Excerpts from a detection dataset:
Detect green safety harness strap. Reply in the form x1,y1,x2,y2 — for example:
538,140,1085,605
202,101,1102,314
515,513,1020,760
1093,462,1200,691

GIVEN PROBLEM
Present each line of the records as an item in a numbered list, omitting any blank lines.

TASK RESPONSE
1. Detect green safety harness strap. Reply in the form x1,y1,x2,y2 — for example:
2. 538,140,1085,605
3. 202,101,1102,314
4. 515,513,1020,760
5. 1093,462,1200,691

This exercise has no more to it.